** REQUIREMENT **
Your job is to return every line in the data holding the string "white".

[Dataset entries]
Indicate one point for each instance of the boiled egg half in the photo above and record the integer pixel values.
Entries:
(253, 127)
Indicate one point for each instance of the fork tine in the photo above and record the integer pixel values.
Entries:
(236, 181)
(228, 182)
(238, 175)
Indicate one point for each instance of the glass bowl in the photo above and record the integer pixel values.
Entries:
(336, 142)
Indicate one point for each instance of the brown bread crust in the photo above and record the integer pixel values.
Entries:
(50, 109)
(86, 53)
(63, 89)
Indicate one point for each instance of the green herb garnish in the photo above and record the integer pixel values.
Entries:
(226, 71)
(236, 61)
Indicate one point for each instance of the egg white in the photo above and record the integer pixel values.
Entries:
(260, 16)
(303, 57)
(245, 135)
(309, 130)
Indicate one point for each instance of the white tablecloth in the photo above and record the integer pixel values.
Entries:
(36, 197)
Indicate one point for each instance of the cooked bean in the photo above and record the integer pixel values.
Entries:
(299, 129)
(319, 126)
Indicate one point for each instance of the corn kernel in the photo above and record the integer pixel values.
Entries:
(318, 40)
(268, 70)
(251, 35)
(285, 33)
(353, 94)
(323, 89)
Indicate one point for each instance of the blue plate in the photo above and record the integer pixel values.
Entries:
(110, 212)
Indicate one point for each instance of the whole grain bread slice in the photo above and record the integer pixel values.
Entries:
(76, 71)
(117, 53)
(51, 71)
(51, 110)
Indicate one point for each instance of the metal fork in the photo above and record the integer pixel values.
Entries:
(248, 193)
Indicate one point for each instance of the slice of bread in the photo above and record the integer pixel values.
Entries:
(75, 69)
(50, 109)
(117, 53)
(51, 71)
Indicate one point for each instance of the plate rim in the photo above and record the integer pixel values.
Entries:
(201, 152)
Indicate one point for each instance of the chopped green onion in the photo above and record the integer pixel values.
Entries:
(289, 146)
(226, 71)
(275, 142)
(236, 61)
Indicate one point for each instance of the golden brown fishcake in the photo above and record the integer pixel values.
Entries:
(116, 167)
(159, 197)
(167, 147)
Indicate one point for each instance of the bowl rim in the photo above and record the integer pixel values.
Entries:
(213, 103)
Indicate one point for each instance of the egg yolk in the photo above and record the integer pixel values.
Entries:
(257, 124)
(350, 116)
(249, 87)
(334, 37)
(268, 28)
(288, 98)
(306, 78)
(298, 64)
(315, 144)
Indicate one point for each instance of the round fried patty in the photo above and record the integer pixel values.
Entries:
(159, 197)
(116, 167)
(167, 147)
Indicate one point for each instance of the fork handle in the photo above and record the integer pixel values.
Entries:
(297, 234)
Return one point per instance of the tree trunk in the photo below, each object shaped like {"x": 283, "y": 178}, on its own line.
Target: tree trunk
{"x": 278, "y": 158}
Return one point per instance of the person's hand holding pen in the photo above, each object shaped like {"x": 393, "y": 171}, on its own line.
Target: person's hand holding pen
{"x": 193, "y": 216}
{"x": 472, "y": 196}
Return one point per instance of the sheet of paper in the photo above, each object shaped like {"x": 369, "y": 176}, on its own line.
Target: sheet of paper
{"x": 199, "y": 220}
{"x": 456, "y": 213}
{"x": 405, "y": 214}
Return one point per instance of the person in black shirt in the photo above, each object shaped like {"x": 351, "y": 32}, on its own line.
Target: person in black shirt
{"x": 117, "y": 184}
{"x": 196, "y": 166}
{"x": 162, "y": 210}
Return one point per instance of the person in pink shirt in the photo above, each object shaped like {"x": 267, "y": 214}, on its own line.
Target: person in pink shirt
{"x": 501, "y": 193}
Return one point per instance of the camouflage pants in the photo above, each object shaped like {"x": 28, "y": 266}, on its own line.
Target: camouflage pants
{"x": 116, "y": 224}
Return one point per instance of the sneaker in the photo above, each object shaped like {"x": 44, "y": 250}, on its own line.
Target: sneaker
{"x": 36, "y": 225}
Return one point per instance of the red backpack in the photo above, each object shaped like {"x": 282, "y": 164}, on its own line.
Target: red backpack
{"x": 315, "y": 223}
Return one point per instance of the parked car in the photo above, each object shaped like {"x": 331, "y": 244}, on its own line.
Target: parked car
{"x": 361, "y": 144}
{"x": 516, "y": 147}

** ANSWER BELOW **
Indicate one point for each instance of the egg white in the photo above and record the integer pixel values.
Indicate one point for each instance of the white tablecloth in the photo above and record the integer pixel values.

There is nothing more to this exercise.